▸ **Text block**:
Begin

Meloni’s party wants government control over Italy’s gold reserves. Why is it such a big deal?
Meloni’s party wants government control over Italy’s gold reserves. Why is it such a big deal?The proposed law would turn Italy’s gold into political hard currency, potentially giving an incumbent government unprecedented power to use the bullion to fund populist measures.
Gold makes up nearly 75 percent of Italy’s official reserves (representative photo). / Reuters
December 12, 2025

All that glitters, as the saying goes, is indeed gold. And sometimes controversial too. As Italians and the rest of Europe are finding out. 

A single sentence inserted into a 2026 budget-related bill in Italy has ignited a trans-European firestorm in recent weeks, with the precious yellow metal at the front and centre of the issue.

Proposed by lawmakers from Prime Minister Giorgia Meloni's Brothers of Italy party, the draft law declared that the gold reserves currently managed and held by the Bank of Italy belong to the “people of Italy” instead.

If approved in its original form, the proposed measure would shift the control of gold reserves from the independent central bank to the elected government.

In a sense, it would turn Italy’s gold into political hard currency, potentially giving an incumbent government unprecedented power to use the bullion to fund populist measures.

Italy owns an estimated 2,450 tonnes of gold, the world’s third-largest pile of bullion reserves, after the US and Germany. In dollar terms, this gold is worth roughly $300 billion, or 13 percent of Italy's GDP.

Despite the end of the gold standard more than five decades ago, most central banks around the world continue to own gold as part of their foreign exchange holdings. It works like a hedge in times of global financial crises, geopolitical turmoil, or system-wide uncertainty.

End

Extend the article on Italy's gold reserves, picking up right after its final sentence.

▸ **Extracted entries**:
Begin

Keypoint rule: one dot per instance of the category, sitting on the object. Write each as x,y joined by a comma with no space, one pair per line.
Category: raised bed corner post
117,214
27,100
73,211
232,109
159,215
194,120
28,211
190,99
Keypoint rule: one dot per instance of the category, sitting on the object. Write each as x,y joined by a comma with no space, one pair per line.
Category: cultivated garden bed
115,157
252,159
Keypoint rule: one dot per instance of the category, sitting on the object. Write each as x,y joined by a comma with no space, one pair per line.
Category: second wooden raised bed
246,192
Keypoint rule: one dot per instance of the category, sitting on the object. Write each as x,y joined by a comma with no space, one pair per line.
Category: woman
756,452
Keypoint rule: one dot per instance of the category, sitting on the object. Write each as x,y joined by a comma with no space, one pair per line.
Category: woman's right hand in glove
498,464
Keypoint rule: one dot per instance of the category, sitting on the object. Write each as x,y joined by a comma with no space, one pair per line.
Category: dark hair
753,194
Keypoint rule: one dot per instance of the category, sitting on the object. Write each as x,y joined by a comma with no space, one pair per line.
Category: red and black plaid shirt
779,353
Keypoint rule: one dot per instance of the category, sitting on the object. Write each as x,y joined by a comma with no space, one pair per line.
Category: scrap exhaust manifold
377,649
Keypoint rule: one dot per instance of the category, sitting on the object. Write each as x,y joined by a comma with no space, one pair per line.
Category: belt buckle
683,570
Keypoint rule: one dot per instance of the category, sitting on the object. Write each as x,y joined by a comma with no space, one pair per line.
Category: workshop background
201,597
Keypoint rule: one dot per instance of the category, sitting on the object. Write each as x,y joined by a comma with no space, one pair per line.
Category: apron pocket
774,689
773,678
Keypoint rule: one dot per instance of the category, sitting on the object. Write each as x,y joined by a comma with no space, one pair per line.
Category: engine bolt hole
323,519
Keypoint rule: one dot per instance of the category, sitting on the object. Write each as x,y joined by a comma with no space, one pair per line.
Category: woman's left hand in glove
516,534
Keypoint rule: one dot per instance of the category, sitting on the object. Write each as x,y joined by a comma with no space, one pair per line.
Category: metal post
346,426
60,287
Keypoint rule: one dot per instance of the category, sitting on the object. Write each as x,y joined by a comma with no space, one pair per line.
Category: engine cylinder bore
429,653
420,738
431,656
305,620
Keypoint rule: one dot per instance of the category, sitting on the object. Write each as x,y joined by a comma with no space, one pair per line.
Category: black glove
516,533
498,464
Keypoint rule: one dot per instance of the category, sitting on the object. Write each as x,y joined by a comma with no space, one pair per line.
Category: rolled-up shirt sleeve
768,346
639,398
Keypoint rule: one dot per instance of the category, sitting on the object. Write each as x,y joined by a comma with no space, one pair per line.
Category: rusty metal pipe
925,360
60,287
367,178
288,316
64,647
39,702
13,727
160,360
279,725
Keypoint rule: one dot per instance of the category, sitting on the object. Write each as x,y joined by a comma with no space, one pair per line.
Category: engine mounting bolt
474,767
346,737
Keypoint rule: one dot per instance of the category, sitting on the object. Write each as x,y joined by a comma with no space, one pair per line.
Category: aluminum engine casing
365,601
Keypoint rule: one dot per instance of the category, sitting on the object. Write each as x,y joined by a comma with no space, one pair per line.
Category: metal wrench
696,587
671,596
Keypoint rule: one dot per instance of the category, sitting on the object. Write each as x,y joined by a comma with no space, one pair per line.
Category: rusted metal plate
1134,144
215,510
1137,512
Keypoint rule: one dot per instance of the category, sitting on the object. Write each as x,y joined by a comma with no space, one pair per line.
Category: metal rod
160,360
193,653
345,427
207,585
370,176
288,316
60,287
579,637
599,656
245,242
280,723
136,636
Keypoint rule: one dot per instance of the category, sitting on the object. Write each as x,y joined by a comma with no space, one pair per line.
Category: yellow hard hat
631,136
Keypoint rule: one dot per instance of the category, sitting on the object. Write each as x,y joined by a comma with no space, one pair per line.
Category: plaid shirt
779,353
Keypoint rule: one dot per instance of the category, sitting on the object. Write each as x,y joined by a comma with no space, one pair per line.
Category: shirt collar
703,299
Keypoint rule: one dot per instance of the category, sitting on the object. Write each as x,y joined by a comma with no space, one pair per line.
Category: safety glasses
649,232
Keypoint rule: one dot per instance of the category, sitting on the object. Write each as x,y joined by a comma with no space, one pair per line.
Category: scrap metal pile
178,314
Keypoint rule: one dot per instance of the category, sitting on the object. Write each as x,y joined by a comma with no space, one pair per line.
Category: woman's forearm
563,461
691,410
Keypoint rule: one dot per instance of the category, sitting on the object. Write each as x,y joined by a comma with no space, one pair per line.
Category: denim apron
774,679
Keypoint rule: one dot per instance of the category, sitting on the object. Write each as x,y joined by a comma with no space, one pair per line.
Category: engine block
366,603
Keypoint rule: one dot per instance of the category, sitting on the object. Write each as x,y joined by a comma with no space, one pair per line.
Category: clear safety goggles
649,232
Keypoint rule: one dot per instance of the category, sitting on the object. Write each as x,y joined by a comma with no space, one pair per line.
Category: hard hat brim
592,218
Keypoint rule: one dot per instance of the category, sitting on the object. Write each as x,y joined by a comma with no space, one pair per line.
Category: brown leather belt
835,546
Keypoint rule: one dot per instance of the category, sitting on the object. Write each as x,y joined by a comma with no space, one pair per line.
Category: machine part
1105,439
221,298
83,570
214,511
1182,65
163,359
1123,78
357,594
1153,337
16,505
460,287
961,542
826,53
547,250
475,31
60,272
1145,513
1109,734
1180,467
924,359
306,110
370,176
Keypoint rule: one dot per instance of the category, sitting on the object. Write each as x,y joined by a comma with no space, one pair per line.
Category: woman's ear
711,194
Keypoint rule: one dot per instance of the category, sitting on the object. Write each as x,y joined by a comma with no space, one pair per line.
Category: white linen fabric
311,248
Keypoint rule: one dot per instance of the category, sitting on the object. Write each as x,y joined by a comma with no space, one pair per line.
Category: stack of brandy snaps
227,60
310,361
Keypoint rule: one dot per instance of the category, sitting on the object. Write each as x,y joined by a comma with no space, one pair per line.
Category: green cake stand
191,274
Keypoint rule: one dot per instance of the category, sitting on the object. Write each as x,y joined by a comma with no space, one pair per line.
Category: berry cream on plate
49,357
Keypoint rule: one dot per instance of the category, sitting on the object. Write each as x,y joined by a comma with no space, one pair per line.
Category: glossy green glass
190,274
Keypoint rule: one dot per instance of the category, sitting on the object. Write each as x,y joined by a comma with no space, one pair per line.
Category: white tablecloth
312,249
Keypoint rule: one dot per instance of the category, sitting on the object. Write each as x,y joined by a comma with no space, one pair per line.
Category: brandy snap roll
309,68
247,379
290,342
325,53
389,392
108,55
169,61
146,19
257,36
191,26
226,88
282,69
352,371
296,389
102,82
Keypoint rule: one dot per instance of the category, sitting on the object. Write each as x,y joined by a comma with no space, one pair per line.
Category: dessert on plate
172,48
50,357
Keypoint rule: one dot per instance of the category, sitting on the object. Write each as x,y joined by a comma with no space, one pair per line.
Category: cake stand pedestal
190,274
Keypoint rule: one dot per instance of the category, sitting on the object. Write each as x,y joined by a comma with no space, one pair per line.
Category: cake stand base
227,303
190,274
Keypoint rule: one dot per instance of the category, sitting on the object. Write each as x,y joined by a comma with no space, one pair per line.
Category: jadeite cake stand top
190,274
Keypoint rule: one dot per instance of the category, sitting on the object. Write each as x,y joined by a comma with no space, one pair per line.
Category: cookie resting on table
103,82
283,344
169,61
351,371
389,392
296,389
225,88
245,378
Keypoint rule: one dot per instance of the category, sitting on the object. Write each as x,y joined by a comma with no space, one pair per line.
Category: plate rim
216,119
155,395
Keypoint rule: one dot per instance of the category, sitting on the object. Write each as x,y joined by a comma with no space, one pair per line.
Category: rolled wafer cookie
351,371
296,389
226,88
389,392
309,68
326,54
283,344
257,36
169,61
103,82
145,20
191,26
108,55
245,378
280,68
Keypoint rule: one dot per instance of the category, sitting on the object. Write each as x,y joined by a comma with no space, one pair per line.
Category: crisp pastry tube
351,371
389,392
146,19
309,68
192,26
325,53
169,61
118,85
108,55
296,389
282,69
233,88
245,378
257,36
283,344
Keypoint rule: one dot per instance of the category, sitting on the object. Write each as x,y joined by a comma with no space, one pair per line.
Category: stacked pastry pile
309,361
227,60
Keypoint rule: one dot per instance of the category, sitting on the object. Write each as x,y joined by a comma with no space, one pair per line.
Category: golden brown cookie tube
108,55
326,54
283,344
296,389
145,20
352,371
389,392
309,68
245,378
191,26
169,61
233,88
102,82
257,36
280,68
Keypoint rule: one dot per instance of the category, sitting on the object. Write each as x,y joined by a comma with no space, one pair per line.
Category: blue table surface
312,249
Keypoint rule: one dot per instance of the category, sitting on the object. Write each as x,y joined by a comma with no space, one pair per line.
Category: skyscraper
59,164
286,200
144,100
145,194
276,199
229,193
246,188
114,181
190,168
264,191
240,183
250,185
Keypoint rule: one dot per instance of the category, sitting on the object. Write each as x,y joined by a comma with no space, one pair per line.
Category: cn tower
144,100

End

▸ **Result below**:
In theory, the innocuous change in the law would enable the Italian government to sell gold and use the windfall to pay down the national debt, fund infrastructure projects, or offer subsidies – temptations that any government might find irresistible in the run-up to a difficult election.

The Bank of Italy has guarded and rebuilt its gold reserves since World War II, when Nazi forces looted 120 tonnes during their invasion.

Unlike many countries, including Britain, that offloaded parts of their gold reserves during financial crises, Italy has refused to sell its bullion through numerous financial crises despite accumulating a huge pile of debt exceeding 140 percent of GDP.

Gold makes up nearly 75 percent of Italy’s official reserves, far above the eurozone average of 66.5 percent, serving as a safeguard against currency collapse.

Proponents framed the reclassification of gold ownership in patriotic terms, saying the measure is meant to shield the nation’s treasure from the central bank’s foreign shareholders, like French bank Credit Agricole and German insurer Allianz.

“Italy cannot run the risk of private investors claiming rights over the Italian gold reserves,” Meloni’s party said in an internal document. It insisted that gold reserves belong to “the Italian people” who have accumulated the precious metal over the decades. 

For critics, however, the proposed change in the law was tantamount to monetising the family jewels to fund tax cuts or subsidies for immediate electoral wins.

Alberto Rizzi, a policy fellow at the European Council on Foreign Relations in Rome, tells TRT World the idea of outright transfer of gold reserves from the central bank to the government’s treasury is unrealistic.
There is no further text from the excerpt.